▸ Work to be completed: All entries should be output exactly as they stand.

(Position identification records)

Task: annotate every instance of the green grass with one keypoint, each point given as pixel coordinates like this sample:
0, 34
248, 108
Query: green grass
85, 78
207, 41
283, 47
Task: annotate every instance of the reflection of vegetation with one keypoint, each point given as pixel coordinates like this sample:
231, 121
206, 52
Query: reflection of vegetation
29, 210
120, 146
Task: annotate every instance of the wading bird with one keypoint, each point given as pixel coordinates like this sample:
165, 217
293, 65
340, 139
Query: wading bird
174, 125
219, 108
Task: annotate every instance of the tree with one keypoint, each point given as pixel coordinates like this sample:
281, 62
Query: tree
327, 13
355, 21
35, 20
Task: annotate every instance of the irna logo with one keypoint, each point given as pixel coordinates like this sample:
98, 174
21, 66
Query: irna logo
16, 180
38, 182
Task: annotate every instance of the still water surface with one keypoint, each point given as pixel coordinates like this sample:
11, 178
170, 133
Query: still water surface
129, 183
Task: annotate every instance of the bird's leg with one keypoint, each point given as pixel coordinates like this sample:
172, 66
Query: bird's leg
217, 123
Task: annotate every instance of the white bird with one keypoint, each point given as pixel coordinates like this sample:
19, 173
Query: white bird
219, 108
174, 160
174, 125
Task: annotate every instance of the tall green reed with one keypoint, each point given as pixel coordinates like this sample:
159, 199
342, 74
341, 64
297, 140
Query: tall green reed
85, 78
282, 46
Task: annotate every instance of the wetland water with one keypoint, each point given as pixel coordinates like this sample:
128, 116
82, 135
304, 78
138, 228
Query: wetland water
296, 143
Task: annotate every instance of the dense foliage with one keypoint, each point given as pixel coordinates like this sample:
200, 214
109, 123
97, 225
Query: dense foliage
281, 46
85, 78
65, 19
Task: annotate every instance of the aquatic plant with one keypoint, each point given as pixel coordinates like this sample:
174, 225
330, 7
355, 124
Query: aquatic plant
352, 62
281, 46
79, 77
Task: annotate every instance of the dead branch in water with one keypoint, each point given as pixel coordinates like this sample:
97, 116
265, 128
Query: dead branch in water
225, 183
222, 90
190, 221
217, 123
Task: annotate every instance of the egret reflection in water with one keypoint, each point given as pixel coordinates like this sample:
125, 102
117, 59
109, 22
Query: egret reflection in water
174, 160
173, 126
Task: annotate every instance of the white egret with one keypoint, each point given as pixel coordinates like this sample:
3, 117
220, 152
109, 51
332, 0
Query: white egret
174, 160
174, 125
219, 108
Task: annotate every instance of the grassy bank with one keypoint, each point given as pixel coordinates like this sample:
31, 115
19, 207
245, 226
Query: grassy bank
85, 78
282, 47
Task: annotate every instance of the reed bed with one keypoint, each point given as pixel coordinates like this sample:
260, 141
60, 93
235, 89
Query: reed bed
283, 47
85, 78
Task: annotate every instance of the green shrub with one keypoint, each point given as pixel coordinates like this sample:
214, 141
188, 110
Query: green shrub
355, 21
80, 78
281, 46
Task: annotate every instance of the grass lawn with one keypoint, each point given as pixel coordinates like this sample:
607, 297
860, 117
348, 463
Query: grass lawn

▸ Response to the exercise:
Task: annotate every instance of the green grass with one keypoint, each point given as pixel coordinates like this sample:
0, 34
248, 108
Query: green grass
85, 78
207, 41
283, 47
Task: annotate every instance of the reflection of vegetation with one keypoint, each point given as pixel coordinates like this sample:
231, 121
206, 52
Query: reflection of vegetation
29, 210
120, 146
Task: annotate every instance of the wading bird with one keypoint, each point given as pixel coordinates like this sample:
165, 217
293, 65
340, 139
Query: wading bird
174, 125
219, 108
Task: annotate every instance of the tree with one keypoint, each point given as pixel coordinates like this sample:
281, 62
Query: tree
327, 13
355, 21
35, 20
Task: annotate every instance of the irna logo with one keypoint, each point given as pixel coordinates like this sample:
98, 174
21, 66
Query: irna logo
16, 180
38, 182
Task: annotate every instance of the still water surface with one keypoint, each point given as pixel coordinates like this sample:
11, 178
170, 133
Query: still water surface
129, 183
Task: annotate every instance of the bird's leg with one keypoint, each point given as pixel coordinates like this sample:
172, 66
Query: bird's leg
217, 123
Task: annotate every instance of the white bird with one keypoint, each point given as pixel coordinates like this sample:
19, 173
Query: white bird
219, 108
174, 160
174, 125
Task: annotate every instance of the tall green reed with one keypoint, each point given as pixel coordinates like this sample:
159, 199
342, 74
341, 64
297, 140
Query: tall green reed
85, 78
282, 46
Task: annotate every instance of the wetland water with one keypoint, each point given as pixel coordinates like this sample:
128, 116
82, 135
304, 78
138, 228
Query: wetland water
296, 143
Task: annotate every instance of the dense foliage with one keypoint, each point given as pixel coordinates like this sample:
200, 214
109, 123
97, 225
Query: dense foliage
281, 46
85, 78
65, 19
Task: annotate every instance of the aquatic plant with one keypoint, each point given as pixel coordinates like this sample:
174, 225
330, 7
355, 124
Query: aquatic plant
352, 62
281, 46
79, 77
Task: annotate every instance of the dead branch in water with one keypoint, each point given as pixel coordinates like this sample:
97, 116
265, 128
Query: dead branch in water
225, 183
222, 90
190, 221
217, 123
Task: annotate every instance of the egret reflection in water with one keypoint, each point given as pixel coordinates like this sample:
125, 102
117, 59
109, 22
Query: egret reflection in water
174, 160
173, 126
Task: annotate every instance of the white egret with one keypoint, each point given as pixel coordinates like this sample:
3, 117
220, 152
109, 51
332, 0
Query: white egret
174, 160
174, 125
219, 108
Task: annotate every instance of the grassy bank with one keypoint, each point given as pixel coordinates like this sample:
31, 115
19, 207
245, 226
Query: grassy bank
85, 78
282, 47
Task: annotate every instance of the reed bed with one keypoint, each point given as pixel coordinates like this sample:
260, 141
60, 93
235, 89
Query: reed bed
283, 47
85, 78
Task: annotate every instance of the green shrub with one keypoint, each point given as pixel coordinates like this sample:
214, 141
188, 110
Query: green shrub
355, 21
80, 78
281, 46
Task: annotate every instance of the grass lawn with one keypoint, each point given as pixel coordinates like this sample:
607, 297
860, 117
348, 463
Query: grass lawn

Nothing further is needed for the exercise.